=== GIVEN PASSAGE ===
Up close, Fenway Park's famous left-field Wall is pocked with thousands of dents and white scuff marks left from decades of doubles that banged off of its facade. Some of the spots are so well-defined that you can even make out the red stitches from the baseball, the Rawlings logo or the Major League Baseball insignia left behind on the green background.

"All those dents out there, you can't help but realize who put them there. That's history," Red Sox left fielder Jonny Gomes said Tuesday on workout day for the World Series. "I come to work every single day in a museum. It's not a baseball field, it's a museum."

Fenway itself is 101 years old, but the 37-foot Wall was added in 1934, first painted green in 1947 and rebuilt in 1976, when it was covered in a hard plastic that is repainted before opening day every spring. Dubbed the Green Monster because, just 310 feet from home plate down the line, it's a scary sight for pitchers, it runs from the left-field grandstands to the 379-foot mark in left-center.

And, every couple of inches, there is a ding or a streak from a ball that bounced off it. It could be a Red Sox batter or an opponent. Maybe it was in batting practice, or maybe in a game. Some were fly balls that would have been caught in another park, and others would have been home runs elsewhere turned into a Fenway single or double.

Data items:
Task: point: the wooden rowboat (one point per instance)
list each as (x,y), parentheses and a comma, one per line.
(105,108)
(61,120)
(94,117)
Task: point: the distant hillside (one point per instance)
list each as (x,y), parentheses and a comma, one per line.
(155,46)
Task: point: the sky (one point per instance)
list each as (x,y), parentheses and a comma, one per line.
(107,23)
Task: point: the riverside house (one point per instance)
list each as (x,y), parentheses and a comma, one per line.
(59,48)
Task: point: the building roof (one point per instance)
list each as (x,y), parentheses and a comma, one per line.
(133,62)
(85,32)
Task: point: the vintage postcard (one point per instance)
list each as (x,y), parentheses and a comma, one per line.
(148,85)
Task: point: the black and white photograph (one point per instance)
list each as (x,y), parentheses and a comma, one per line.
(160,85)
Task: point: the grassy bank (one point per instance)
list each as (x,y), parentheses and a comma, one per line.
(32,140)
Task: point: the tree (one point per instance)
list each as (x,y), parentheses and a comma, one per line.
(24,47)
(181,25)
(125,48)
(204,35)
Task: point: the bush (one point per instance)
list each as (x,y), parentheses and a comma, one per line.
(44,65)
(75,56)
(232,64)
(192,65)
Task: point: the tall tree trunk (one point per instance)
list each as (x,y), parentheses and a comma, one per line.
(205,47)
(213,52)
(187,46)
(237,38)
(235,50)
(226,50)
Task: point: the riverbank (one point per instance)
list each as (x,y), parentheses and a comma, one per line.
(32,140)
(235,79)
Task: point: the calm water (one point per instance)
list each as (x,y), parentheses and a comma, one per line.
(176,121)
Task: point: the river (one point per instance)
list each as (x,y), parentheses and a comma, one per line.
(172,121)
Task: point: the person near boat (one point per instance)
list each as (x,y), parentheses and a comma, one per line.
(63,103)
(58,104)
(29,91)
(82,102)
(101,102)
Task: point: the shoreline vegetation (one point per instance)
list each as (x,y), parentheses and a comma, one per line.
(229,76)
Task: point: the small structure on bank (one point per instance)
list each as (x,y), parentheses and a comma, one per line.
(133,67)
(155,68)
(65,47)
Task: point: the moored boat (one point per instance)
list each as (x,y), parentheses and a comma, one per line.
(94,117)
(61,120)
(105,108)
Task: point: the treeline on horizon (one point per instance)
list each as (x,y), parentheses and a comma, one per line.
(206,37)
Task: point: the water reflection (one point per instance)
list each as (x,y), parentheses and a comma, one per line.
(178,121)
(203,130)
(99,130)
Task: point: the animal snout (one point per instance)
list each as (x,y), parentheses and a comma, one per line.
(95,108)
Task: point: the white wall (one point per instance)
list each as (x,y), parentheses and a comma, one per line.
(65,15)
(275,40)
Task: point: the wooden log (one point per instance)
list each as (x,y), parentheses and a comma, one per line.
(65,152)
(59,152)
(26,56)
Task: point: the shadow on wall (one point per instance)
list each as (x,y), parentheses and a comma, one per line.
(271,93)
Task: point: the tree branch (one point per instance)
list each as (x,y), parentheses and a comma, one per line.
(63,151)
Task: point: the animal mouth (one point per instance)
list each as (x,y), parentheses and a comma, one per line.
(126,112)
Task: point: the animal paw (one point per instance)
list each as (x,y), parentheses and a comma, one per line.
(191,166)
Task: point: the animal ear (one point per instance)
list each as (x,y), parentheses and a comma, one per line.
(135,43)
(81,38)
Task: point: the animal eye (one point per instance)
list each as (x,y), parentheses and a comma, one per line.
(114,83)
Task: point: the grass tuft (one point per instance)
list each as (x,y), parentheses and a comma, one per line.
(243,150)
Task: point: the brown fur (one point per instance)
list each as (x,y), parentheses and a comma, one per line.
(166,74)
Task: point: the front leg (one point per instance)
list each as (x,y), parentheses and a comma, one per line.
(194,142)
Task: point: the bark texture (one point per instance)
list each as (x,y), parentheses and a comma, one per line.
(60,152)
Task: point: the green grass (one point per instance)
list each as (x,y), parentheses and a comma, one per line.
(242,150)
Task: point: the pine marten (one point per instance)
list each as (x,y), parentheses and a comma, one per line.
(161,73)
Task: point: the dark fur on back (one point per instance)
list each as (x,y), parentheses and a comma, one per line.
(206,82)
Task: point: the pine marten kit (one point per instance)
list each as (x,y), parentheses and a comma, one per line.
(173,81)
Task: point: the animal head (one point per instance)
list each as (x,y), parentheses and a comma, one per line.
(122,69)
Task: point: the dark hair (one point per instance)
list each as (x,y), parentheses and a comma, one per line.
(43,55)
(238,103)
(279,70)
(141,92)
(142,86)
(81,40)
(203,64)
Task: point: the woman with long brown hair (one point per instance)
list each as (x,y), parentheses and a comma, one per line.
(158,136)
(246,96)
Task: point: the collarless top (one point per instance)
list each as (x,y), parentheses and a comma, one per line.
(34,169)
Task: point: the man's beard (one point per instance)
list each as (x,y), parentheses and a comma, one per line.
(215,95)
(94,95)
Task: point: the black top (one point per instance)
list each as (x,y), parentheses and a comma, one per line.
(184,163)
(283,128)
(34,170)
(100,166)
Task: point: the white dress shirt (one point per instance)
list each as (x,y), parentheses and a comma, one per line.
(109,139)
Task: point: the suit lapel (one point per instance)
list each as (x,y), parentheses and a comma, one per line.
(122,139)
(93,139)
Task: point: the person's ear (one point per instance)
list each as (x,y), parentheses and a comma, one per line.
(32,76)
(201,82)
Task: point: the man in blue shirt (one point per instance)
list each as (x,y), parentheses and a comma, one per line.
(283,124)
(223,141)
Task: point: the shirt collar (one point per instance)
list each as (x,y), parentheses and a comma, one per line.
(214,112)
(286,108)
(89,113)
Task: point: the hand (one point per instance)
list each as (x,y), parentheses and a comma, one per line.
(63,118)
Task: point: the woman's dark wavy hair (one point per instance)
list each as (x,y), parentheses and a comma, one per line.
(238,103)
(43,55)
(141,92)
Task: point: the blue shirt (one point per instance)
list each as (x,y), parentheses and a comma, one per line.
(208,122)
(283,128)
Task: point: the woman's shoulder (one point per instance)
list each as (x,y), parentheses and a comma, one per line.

=== EXERCISE GOAL ===
In the Fenway Park passage, in what year was the left-field Wall first painted green?

=== WORKED ANSWER ===
1947